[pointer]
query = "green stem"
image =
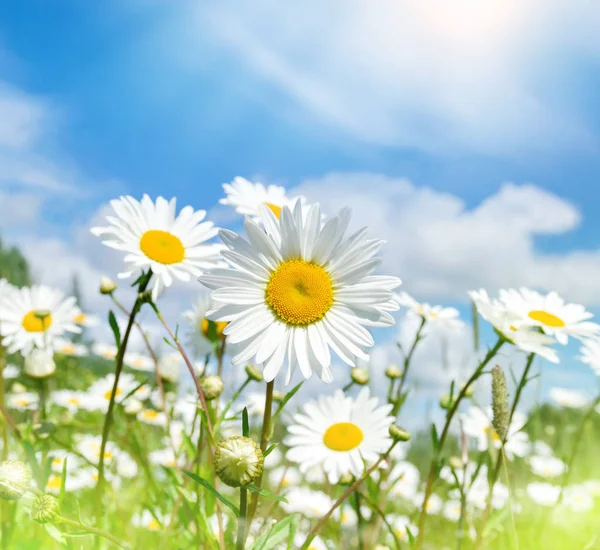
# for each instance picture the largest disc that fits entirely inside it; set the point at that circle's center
(437, 453)
(242, 520)
(407, 360)
(313, 532)
(94, 531)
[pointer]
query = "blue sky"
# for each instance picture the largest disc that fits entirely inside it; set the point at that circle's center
(176, 98)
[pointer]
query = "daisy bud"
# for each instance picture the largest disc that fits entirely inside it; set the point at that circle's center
(393, 372)
(500, 402)
(14, 479)
(447, 402)
(39, 363)
(253, 373)
(238, 461)
(132, 406)
(212, 386)
(45, 508)
(398, 433)
(107, 286)
(360, 376)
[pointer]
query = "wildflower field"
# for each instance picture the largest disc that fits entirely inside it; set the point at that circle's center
(208, 437)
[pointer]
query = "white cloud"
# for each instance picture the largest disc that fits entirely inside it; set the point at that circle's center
(436, 75)
(440, 248)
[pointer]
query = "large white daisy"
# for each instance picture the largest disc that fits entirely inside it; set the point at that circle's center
(525, 337)
(247, 197)
(35, 316)
(297, 289)
(339, 433)
(550, 313)
(154, 237)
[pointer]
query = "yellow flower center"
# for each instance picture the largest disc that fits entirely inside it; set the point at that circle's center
(219, 327)
(154, 525)
(546, 318)
(109, 392)
(274, 208)
(37, 321)
(343, 436)
(299, 292)
(162, 247)
(149, 414)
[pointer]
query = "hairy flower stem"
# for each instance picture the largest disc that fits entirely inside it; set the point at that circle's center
(264, 441)
(442, 439)
(108, 418)
(345, 495)
(94, 531)
(242, 519)
(500, 459)
(407, 360)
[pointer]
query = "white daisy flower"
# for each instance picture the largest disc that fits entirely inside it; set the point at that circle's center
(339, 432)
(590, 355)
(447, 317)
(547, 466)
(106, 351)
(34, 316)
(86, 320)
(544, 494)
(571, 399)
(154, 237)
(247, 197)
(66, 347)
(138, 361)
(478, 424)
(297, 289)
(524, 337)
(150, 416)
(312, 504)
(23, 401)
(198, 334)
(550, 313)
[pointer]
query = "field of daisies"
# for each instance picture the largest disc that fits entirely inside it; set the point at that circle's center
(210, 438)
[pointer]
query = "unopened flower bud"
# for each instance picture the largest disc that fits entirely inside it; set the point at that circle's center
(393, 372)
(107, 286)
(14, 479)
(447, 402)
(398, 433)
(253, 373)
(360, 376)
(501, 415)
(238, 461)
(39, 363)
(45, 508)
(212, 386)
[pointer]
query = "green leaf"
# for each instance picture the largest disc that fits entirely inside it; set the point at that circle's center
(216, 493)
(245, 423)
(270, 450)
(264, 493)
(112, 321)
(280, 532)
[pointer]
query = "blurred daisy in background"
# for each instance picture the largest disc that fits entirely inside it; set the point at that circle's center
(247, 197)
(155, 238)
(339, 432)
(34, 316)
(297, 289)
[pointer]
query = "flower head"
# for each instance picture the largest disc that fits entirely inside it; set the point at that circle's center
(297, 289)
(238, 461)
(154, 237)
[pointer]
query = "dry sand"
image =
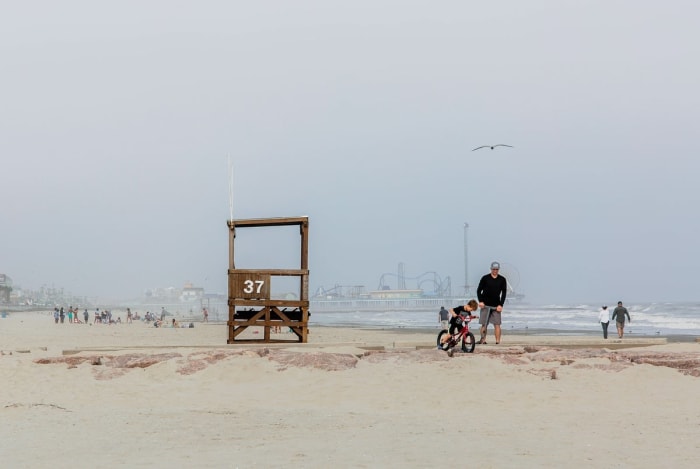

Aim of the task
From the records above, pick out each line that contains the string "field".

Answer to the task
query = "wildflower field"
query = "field of daisies"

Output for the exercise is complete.